**What to work on**
Every entry needs to be repeated exactly, with nothing left out.
--- START ---
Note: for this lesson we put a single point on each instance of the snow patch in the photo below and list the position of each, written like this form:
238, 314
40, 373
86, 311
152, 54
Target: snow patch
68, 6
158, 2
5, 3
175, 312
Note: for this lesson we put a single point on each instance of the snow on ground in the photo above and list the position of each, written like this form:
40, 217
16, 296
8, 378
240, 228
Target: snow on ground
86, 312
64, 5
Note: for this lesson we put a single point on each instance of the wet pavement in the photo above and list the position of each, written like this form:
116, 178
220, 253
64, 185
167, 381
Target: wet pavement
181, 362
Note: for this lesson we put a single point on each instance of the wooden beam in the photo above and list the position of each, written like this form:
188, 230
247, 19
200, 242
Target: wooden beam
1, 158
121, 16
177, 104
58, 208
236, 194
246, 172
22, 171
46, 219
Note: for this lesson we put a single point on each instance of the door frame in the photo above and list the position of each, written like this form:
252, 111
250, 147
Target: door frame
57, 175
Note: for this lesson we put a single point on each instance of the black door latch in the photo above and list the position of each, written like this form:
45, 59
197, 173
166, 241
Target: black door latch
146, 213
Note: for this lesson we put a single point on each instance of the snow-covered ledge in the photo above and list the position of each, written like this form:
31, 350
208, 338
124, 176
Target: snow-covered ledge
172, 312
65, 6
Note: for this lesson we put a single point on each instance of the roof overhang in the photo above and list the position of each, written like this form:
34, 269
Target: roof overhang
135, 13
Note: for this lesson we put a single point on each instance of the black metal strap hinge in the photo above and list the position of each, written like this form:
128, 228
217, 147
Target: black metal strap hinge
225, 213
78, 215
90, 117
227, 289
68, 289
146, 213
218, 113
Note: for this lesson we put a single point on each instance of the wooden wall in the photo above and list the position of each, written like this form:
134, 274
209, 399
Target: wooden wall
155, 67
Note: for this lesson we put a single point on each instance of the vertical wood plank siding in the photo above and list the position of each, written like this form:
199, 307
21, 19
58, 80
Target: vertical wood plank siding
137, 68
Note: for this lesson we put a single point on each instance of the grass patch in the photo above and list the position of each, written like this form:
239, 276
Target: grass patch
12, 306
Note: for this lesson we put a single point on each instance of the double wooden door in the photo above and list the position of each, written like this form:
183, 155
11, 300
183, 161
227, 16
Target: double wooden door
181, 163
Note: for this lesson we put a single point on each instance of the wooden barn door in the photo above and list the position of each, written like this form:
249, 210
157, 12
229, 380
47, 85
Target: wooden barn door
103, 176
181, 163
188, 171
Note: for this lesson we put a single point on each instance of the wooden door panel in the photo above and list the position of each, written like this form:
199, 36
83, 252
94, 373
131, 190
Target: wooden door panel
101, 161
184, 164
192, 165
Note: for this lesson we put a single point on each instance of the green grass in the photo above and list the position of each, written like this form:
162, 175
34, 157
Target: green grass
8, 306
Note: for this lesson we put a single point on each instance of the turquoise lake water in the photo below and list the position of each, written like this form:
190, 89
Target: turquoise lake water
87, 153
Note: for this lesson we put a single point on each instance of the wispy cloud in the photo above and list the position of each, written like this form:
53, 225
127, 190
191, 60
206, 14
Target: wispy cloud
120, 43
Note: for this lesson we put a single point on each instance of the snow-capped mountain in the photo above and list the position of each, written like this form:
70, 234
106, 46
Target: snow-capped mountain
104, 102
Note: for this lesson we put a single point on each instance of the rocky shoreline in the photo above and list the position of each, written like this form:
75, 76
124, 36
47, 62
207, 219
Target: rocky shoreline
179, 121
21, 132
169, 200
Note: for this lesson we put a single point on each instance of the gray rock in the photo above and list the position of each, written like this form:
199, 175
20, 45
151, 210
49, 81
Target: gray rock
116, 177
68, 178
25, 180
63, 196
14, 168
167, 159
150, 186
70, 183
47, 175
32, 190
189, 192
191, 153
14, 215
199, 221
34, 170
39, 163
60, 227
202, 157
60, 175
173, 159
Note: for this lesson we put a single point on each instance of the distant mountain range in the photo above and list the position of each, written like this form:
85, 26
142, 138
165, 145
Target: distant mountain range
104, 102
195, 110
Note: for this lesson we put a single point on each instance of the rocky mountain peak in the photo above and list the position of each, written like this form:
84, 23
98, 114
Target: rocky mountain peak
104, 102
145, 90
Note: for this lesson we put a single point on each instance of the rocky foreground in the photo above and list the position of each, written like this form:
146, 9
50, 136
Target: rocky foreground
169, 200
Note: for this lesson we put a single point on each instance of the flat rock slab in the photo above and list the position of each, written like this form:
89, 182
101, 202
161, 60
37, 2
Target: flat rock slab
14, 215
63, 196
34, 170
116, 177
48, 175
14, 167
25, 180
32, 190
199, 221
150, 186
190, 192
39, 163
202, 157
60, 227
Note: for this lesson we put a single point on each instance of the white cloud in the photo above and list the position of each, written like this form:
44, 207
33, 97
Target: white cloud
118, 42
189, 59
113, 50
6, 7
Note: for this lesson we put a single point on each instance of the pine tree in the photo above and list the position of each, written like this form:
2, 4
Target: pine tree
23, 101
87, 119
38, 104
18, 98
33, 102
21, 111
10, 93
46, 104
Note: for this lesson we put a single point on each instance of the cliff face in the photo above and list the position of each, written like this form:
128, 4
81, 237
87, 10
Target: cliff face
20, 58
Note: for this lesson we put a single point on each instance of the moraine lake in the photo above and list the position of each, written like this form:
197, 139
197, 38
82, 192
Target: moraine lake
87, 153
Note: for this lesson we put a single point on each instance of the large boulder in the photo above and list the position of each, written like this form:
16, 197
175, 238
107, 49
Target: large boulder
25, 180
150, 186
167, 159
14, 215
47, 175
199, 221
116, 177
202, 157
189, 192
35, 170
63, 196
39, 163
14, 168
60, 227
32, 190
--- END ---
**Output for this task**
Note: for this lesson we put a single point on each instance of the snow patch in the photo below and list the position of each, written like this form:
238, 314
40, 373
86, 311
152, 54
Target: snow patch
68, 6
158, 2
5, 3
175, 312
Note: for this lesson we put a single point on each instance of the snow on ground in the photo above and list the position of each, written like this form:
40, 217
16, 296
8, 378
240, 228
Target: snow on ground
86, 312
64, 5
Note: for this lesson we put a single point on each instance of the wet pavement in the photo above and list the position of each, written like this form:
116, 178
220, 253
64, 185
167, 381
Target: wet pavement
181, 362
Note: for this lesson we put a single point on each instance of the wooden beam in the photo above and list the position of each, written like this form:
188, 230
247, 19
200, 242
Target: wooden beam
1, 158
121, 16
177, 104
58, 208
236, 194
246, 172
22, 171
46, 219
Note: for this lesson we put a single point on each instance of the door frame in the photo above and list the position of each, written like this form:
252, 111
250, 147
Target: door frame
57, 175
Note: for this lesson we put a single point on each instance of the black door latch in the photo above and list the position of each, written like this form:
45, 59
197, 173
166, 241
Target: black door latch
146, 213
Note: for this lesson we put a single point on each instance of the snow-covered ledge in the photo above and list the position of each, written like this form:
31, 350
208, 338
124, 176
Target: snow-covered ledge
172, 312
65, 6
Note: for this lesson we put a single point on each instance of the roof overhang in the photo above and list the position of each, written like this form:
34, 269
Target: roof overhang
135, 13
Note: for this lesson we put a single point on each instance of the black metal strap hinge in the photo above and list the position of each, written like this form:
128, 228
217, 147
Target: black metal strap hinge
225, 213
78, 215
90, 117
227, 289
68, 289
146, 213
218, 113
Note: for this lesson we put a single point on each instance of the wooden wall in the photo above and list the position of each, written like this form:
134, 274
209, 399
Target: wooden wall
155, 67
Note: for this lesson we put a single point on each instance of the vertical wood plank siding in the photo above and list the position of each, written like this form:
199, 307
21, 19
58, 80
Target: vertical wood plank siding
137, 68
Note: for this lesson we put a single point on each instance of the grass patch in the photo above and list the position of each, written like this form:
239, 276
Target: grass patch
12, 306
Note: for this lesson we put a single point on each instance of the double wooden door in the photo above and list the position of each, written like this form:
183, 155
11, 300
183, 161
227, 16
Target: double wooden door
181, 163
Note: for this lesson we put a single point on each instance of the wooden barn door in the photo above and list the position of each, written like this form:
249, 210
157, 12
229, 380
47, 85
Target: wooden barn door
103, 176
181, 163
188, 171
Note: for this lesson we put a single point on each instance of the wooden door panel in the photo above and list the position of each, written like this form:
199, 36
83, 252
94, 373
131, 190
Target: wooden door panel
101, 161
184, 164
192, 165
Note: for this lesson we put a single point on each instance of the green grass in the photo above and list the position of each, written like this form:
162, 175
34, 157
Target: green grass
8, 306
Note: for this lesson we put a single point on each instance of the turquoise lake water in the photo below and list the position of each, written like this form:
190, 89
Target: turquoise lake water
87, 153
Note: for this lesson we put a single point on each instance of the wispy cloud in the photo above and list the position of each, written like this form:
53, 225
127, 190
191, 60
206, 14
Target: wispy cloud
120, 43
Note: for this lesson we put a single point on each instance of the snow-capped mountain in the photo above and list the position of each, written like this form:
70, 234
106, 46
Target: snow-capped mountain
104, 102
Note: for this lesson we put a single point on each instance of the rocky shoreline in the photo above and list the position of each, written like this form:
75, 76
124, 36
47, 62
207, 219
Target: rocky shoreline
179, 121
21, 132
169, 200
Note: for this lesson we put a single point on each instance of the gray rock in the photo above and list the position of each, written like this form:
199, 175
20, 45
151, 210
49, 81
Target: gray rock
116, 177
68, 178
25, 180
63, 196
14, 168
167, 159
150, 186
70, 183
47, 175
32, 190
189, 192
191, 153
14, 215
199, 221
34, 170
39, 163
60, 227
202, 157
60, 175
173, 159
Note: for this lesson we put a single point on each instance of the distant mountain range in the photo above and list the position of each, written like this form:
85, 26
142, 138
165, 145
Target: distant mountain range
104, 102
195, 110
Note: for this lesson we put a single point on each instance of the rocky mountain peak in the photo above and list the position of each, written like this form:
84, 23
98, 114
Target: rocky mountain peak
104, 102
145, 90
Note: for this lesson we put a single point on each instance of the rocky foreground in the photo above and list the position of each, written like this form:
146, 9
50, 136
Target: rocky foreground
169, 200
Note: for this lesson we put a single point on each instance of the flat rock slab in the photo above and list the position of each, written like this form:
89, 182
101, 202
161, 60
37, 2
Target: flat rock slab
14, 215
63, 196
34, 170
116, 177
48, 175
14, 167
25, 180
32, 190
199, 221
150, 186
190, 192
39, 163
202, 157
60, 227
Note: for this lesson we put a single point on each instance of the white cloud in the photo above and list the position of each, written like this form:
44, 207
33, 97
Target: white cloud
118, 42
189, 59
113, 50
6, 7
Note: for this lesson we put a single point on each instance of the pine tree in the photo above and list the position of each, written like this form:
2, 4
Target: pine tree
23, 101
87, 119
38, 104
18, 98
33, 102
21, 111
10, 93
46, 104
Note: for this lesson we put a single point on each instance of the cliff face in the photo above and list the position of each, written like this form:
128, 4
81, 237
87, 10
Target: cliff face
20, 58
Note: for this lesson we put a single point on each instance of the moraine lake in the photo above and list the position of each, written like this form:
197, 139
197, 38
82, 192
Target: moraine lake
87, 153
Note: for this lesson we put a single point on each instance of the large boulder in the photo above and list the position of each, written like this form:
16, 197
175, 238
107, 49
Target: large boulder
25, 180
150, 186
167, 159
14, 215
47, 175
199, 221
116, 177
202, 157
189, 192
35, 170
63, 196
39, 163
14, 168
60, 227
32, 190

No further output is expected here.